**Your assignment:**
Retype each record below word for word, pictures excluded.

**Data for analysis:**
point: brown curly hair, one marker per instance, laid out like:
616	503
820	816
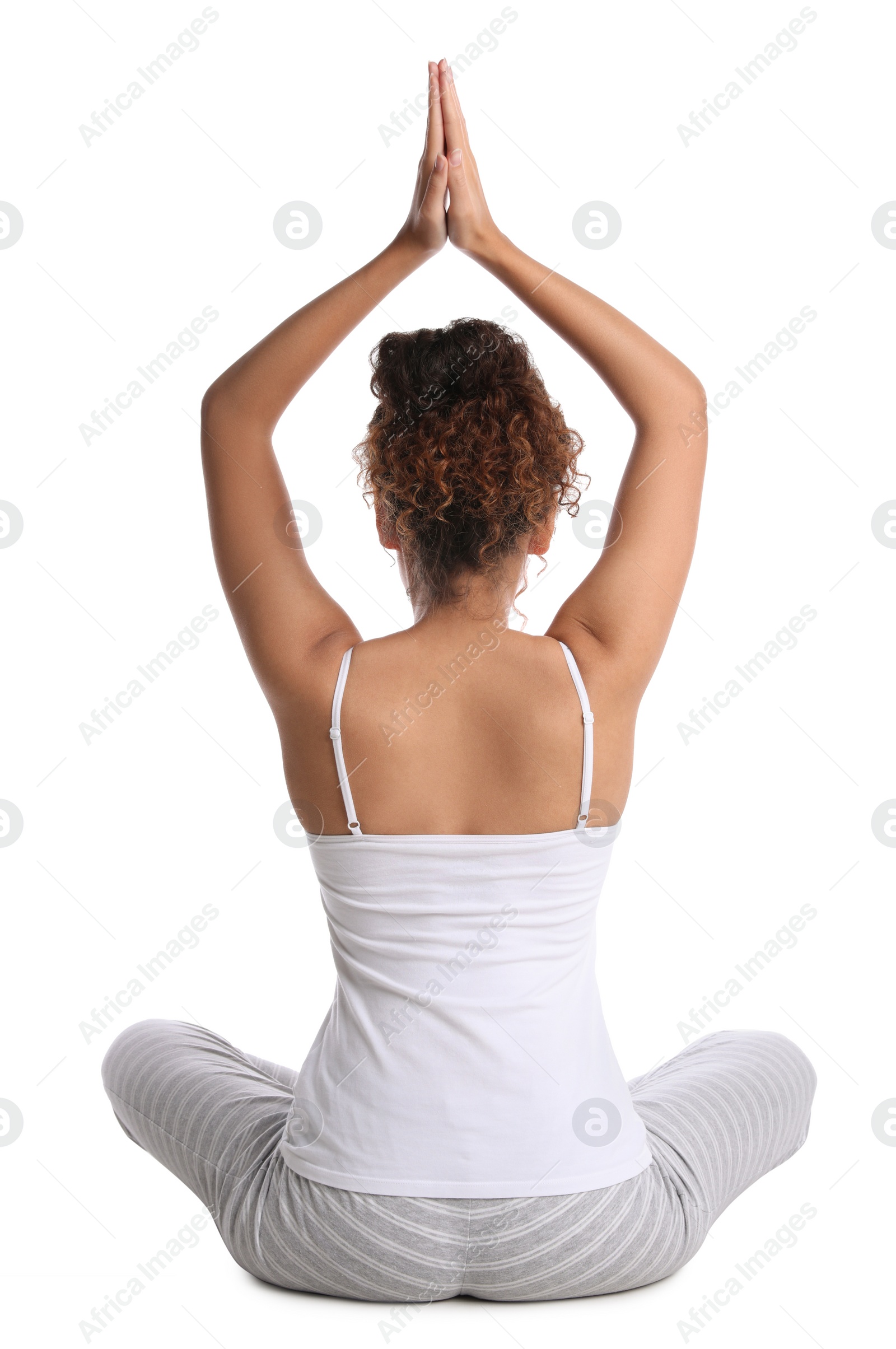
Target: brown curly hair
466	452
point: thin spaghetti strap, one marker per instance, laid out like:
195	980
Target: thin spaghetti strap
587	748
337	737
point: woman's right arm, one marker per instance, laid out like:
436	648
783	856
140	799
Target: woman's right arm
631	596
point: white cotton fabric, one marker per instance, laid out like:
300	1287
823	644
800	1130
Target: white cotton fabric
466	1053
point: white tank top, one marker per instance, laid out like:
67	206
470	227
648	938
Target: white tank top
465	1054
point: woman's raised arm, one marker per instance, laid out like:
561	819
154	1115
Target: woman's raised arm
629	599
282	613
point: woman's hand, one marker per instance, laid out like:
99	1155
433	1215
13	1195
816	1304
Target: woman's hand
427	226
470	225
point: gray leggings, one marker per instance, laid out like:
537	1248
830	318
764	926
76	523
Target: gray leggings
724	1112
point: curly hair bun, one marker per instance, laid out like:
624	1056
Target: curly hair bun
466	452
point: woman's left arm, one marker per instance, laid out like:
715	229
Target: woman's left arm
281	610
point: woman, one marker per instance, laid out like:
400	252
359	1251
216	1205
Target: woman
460	1123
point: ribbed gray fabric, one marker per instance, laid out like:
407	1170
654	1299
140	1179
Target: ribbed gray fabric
720	1115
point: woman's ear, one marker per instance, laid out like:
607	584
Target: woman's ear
542	537
386	533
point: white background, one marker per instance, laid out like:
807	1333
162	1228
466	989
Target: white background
725	837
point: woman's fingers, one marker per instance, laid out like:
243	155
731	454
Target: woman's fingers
435	130
455	130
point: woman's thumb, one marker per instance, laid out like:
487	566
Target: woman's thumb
437	179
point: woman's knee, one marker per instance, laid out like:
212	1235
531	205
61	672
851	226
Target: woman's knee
130	1050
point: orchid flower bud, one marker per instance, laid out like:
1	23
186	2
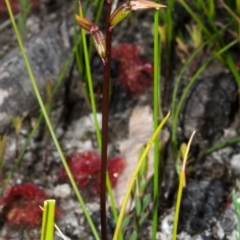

**Task output:**
point: brown curly hair, one marker per instance, laid out like:
616	503
820	816
Target: brown curly hair
466	452
point: thin spaghetti strap, one marker per instance, laid out like:
195	980
Target: thin spaghetti strap
587	748
337	737
point: woman's right arm, one marker per instance, laid out like:
436	648
783	856
140	799
Target: woman's right arm
631	596
point: white cotton fabric, one marker per instance, laid out like:
300	1287
823	644
800	1130
Target: white cotton fabric
466	1053
point: white tank top, one marker per instance, laid out like:
67	206
470	227
648	938
Target: white tank top
465	1054
point: woman's raised arm, one marker per instance, laid out like:
561	819
154	1115
Target: woman's raised arm
629	599
282	613
point: woman's hand, one marker per instance, laid out like:
99	1155
433	1215
13	1195
816	1304
Target: woman's hand
427	226
470	225
point: gray leggings, one marker per instance, laid out like:
537	1248
830	318
764	926
76	523
Target: gray leggings
724	1112
point: curly hair bun, one marker per instance, laid out like:
624	1056
Target: curly hair bun
466	452
point: woman's left arm, one marker per instance, laid out like:
715	229
Target: woman's left arm
281	610
point: woman, one marker per instance, laid out like:
400	252
359	1251
216	1205
Target: woman
460	1123
point: ribbed gray fabric, one marker per instance, laid out like:
407	1170
654	1299
140	1179
Target: ribbed gray fabric
720	1115
point: woman's ear, one marker per instance, laid out like:
607	584
Target: woman's ear
542	537
386	533
point: white background, one marker per instance, laid out like:
807	1333
162	1228
466	989
Target: white background
725	837
point: woman's fingers, one marker per instance, laid out like:
243	155
731	454
Target: woman's fingers
435	130
455	130
point: woman's thumb, one marker per instance, laid out like:
487	566
Target: woman's thumb
437	179
point: woman's knee, one marker per instance, laid out like:
212	1235
531	205
61	672
851	226
Target: woman's knee
130	1050
point: orchid flower bud, one marker per instance, laid out like:
1	23
186	2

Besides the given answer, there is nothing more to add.